→ **WHAT THE EXERCISE ASKS**
Rescale the material below from the line containing "Question. Locate the rectangular" through the end of the material, both ends included, and reproduce that stretch in full: multiply each coordinate of the answer points by 0.7 and round it to a whole number, halves up. Leave every other line unchanged, including the sample coordinates.

### ENTRIES PROVIDED ###

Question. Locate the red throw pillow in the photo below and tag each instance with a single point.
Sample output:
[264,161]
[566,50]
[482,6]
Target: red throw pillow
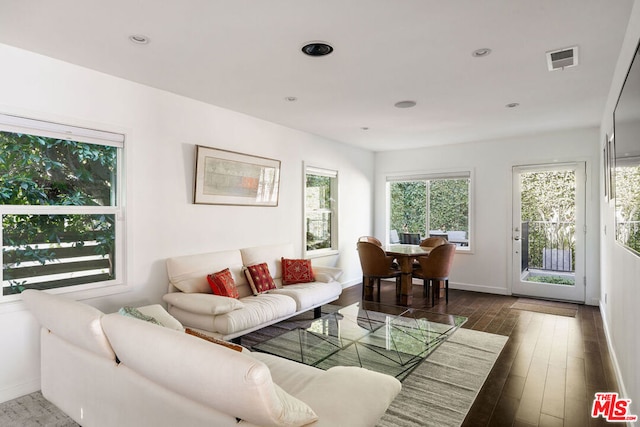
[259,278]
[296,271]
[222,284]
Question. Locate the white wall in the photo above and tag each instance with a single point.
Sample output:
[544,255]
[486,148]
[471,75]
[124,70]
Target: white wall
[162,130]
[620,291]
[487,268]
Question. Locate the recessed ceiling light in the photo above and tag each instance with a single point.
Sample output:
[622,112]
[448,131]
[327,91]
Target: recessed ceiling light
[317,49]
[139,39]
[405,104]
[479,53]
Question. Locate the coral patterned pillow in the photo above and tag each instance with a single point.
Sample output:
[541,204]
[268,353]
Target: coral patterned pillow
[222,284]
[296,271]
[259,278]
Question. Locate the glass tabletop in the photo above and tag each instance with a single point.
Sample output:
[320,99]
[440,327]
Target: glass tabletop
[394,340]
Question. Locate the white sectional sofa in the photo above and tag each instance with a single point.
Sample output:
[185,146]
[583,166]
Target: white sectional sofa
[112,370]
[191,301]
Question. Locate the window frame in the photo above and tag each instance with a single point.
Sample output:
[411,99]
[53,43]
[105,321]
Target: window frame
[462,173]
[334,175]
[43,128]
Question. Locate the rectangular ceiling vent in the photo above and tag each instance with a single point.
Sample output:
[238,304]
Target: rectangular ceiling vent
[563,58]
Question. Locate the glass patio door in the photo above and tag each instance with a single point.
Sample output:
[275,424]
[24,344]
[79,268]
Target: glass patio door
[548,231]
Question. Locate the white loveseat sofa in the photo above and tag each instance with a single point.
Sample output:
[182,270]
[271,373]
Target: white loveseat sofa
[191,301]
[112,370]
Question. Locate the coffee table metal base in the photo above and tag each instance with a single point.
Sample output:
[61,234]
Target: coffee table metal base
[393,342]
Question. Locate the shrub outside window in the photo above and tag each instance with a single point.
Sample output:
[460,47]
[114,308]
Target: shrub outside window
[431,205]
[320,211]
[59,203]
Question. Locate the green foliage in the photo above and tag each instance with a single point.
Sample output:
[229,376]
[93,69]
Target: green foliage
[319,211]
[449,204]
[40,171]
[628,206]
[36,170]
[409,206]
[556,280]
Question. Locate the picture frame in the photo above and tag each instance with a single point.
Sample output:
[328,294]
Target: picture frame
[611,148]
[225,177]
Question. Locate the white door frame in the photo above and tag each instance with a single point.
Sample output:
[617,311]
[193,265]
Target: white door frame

###

→ **COMPLETED EXERCISE**
Question. Locate the rectangular ceiling vent in the photo above and tag each instance with a single point.
Sample output:
[238,304]
Target: rectangular ceiling vent
[394,41]
Question. Locate the glass patio door in the photo above and tag each instance with a single point.
Sample output:
[275,424]
[24,344]
[79,268]
Target: glass patio door
[384,162]
Question. Locate the white loveseat sofa in the photo above and tag each instance with a single point.
Sample output:
[182,270]
[271,373]
Target: white loveseat sofa
[134,211]
[78,259]
Question. Locate the coffee table metal base in the photo above and tag each instance with a single point.
Sample output:
[61,234]
Target: coffee table metal base
[275,239]
Question. Locate the shrub outside window in the photo above and tag each instance with a single point.
Sample output:
[460,47]
[114,308]
Target: shrub outside window
[302,144]
[224,148]
[41,142]
Question. Locate the green foliage in the photo above and tag each instance with a single point.
Sample output:
[229,376]
[93,69]
Target: green foliage
[223,148]
[314,143]
[28,120]
[440,144]
[25,119]
[286,144]
[389,196]
Question. Locate the picture frame in the photo above and tag each instance with a single point.
Sample output:
[328,294]
Target: picture frame
[428,104]
[158,124]
Question. Locate the white door frame in the photo above and tag each instance with a single point.
Sample output:
[617,311]
[193,265]
Target: white door frame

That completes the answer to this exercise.